====== Data shown

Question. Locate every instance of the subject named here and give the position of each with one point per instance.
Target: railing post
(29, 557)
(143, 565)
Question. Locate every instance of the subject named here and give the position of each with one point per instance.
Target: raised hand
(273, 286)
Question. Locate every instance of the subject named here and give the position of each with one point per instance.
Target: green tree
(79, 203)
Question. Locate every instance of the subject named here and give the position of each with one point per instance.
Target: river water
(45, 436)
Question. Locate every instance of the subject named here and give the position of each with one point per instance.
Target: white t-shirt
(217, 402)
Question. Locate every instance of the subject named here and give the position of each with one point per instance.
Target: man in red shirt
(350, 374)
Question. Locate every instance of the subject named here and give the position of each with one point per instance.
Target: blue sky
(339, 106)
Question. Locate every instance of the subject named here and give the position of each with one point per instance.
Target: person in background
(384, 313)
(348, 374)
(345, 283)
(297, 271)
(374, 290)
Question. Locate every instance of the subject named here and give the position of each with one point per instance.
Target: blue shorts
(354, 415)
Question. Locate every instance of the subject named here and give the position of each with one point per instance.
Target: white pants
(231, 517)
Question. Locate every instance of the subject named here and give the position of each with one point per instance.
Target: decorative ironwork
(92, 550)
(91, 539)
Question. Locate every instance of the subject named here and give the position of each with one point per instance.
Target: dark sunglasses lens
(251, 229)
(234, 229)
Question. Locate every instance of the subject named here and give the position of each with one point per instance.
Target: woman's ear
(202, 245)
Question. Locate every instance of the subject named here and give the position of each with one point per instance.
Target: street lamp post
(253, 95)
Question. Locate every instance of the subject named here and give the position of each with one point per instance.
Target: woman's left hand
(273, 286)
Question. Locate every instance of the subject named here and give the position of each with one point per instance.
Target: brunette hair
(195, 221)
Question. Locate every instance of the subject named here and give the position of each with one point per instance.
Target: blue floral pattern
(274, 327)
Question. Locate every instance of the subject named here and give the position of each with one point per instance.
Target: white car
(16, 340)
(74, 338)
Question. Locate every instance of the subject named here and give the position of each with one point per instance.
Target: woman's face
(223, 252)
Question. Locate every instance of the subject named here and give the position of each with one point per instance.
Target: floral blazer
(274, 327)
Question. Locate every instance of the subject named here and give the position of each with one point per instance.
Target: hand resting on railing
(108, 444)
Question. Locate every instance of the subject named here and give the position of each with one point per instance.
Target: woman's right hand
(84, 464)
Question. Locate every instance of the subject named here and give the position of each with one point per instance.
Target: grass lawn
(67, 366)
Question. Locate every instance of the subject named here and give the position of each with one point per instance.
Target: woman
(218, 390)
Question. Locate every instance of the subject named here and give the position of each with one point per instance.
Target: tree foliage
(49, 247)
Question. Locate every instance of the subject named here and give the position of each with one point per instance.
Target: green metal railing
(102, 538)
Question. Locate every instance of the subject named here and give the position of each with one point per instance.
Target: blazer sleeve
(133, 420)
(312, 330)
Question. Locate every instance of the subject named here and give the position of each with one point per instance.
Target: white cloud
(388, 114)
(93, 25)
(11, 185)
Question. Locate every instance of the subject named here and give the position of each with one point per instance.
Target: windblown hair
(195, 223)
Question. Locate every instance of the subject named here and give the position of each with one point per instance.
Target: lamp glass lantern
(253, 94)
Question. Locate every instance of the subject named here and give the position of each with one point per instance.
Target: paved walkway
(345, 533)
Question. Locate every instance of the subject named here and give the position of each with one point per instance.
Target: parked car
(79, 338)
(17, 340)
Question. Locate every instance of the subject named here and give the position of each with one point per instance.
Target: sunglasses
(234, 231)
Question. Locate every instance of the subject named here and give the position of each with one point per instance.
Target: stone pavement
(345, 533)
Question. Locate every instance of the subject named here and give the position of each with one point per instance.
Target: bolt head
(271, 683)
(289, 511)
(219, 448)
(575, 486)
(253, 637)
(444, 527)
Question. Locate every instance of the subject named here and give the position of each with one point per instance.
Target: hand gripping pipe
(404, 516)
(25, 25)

============

▸ Work item
Reproduce the entries exactly, dropping nothing.

▸ Problem solution
Question. Locate every instance of the subject named here and give the position of each with one point per instance.
Target: railing post
(29, 557)
(143, 565)
Question. Locate every instance of the subject named here and give the position of each with one point per instance.
Target: raised hand
(273, 286)
Question. Locate every instance of the subject named here and give the position of each with one point per instance.
Target: green tree
(79, 203)
Question. Locate every instance of the subject named here and give the position of each with one point per instance.
Target: river water
(45, 436)
Question. Locate every instance of the subject named here and give the position of each with one point per instance.
Target: white t-shirt
(217, 402)
Question. Locate every instance of the subject named here and give the position of each with one point per instance.
Target: man in red shirt
(350, 374)
Question. Locate every instance of the subject named here and give the position of each with one point per instance.
Target: blue sky
(339, 106)
Question. Locate every instance of the subject named here and give the position of each with one point per instance.
Target: person in background
(384, 313)
(348, 374)
(345, 283)
(297, 271)
(374, 290)
Question. Locate every instance of the subject named here and give the position of each with one point per instance.
Target: blue shorts
(354, 415)
Question. Locate every instance of the subject named here and give the position of each with one point per instance.
Target: white pants
(231, 517)
Question. Locate every instance of the subject named here and give the position of each with one point per instance.
Target: decorative ironwork
(92, 550)
(91, 539)
Question. Locate every instance of the subject named here and give the position of each with one point per instance.
Target: dark sunglasses lens
(251, 229)
(234, 229)
Question. Locate every instance of the subject named here and give the position of each with one point per instance.
Target: woman's ear
(202, 245)
Question. Locate every instance of the subject named here and give the position of each with one point per instance.
Target: street lamp post
(253, 95)
Question. Locate every instance of the subject named here and give the position of each with one point per instance.
Target: woman's left hand
(273, 286)
Question. Locate every instance of the subject named here and give the position of each with one point per instance.
Target: brunette hair
(195, 221)
Question. Locate every instance of the subject named here and give the position of each with one point per instance.
Target: blue floral pattern
(274, 327)
Question. Locate every instance of the subject named here and give the position of each with one point per instance.
Target: white car
(16, 340)
(74, 338)
Question. Locate every instance of the subject named here and give the position of each with one point per instance.
Target: woman's face
(223, 252)
Question. Locate every instance of the subject named here and give the position of each with one point per instance.
Target: floral blazer
(274, 327)
Question. Locate every instance of the subject named here and give the position of each with one point per instance.
Target: hand resting on railing
(108, 444)
Question. Locate every instance of the subject named here and give the position of each with one point per instance.
Target: woman's right hand
(84, 464)
Question. Locate every instance of the subject named here and give the position of each with one point per instance.
Target: grass lawn
(67, 366)
Question. Locate every instance of the subject named here and give the position of each with one point per instance.
Target: woman
(218, 390)
Question. Locate every instance of the subject named here and give the position of each with one point per instance.
Target: tree foliage
(49, 247)
Question. Locate every instance of the subject named here and give the position of each with one point per instance.
Target: green metal railing
(102, 538)
Question. Locate every instance of the subject named here and give the position of each with one point per instance.
Target: blazer sleeve
(133, 420)
(312, 330)
Question. Locate every instance of the subject named here and give the position of each with one point per instance.
Target: white cloud
(388, 114)
(93, 25)
(11, 185)
Question. Locate every instance of the subject named here and give the position of each with one point per instance.
Target: windblown hair
(195, 223)
Question. Locate every instance of the subject named here and give the position of each with one point per instance.
Target: lamp glass lantern
(253, 94)
Question. Locate every instance of the subject named here and give the position of each with one point per instance.
Target: paved walkway
(345, 533)
Question. Locate every instance of the subject named here and give the position of each with one point per instance.
Target: parked car
(79, 338)
(17, 340)
Question. Locate every instance of the subject named here and give the position of each with one point per instance.
Target: sunglasses
(234, 231)
Question. Locate every instance of the subject named here and give the position of each with one point per instance.
Target: stone pavement
(345, 533)
Question. Locate every instance of the subject named here and give the position of each with one point per instance.
Target: bolt head
(271, 683)
(289, 511)
(219, 448)
(575, 486)
(253, 637)
(444, 527)
Question. Locate every instance of the subject named here and give the position of each with one point per instance.
Target: hand gripping pipe
(404, 516)
(25, 25)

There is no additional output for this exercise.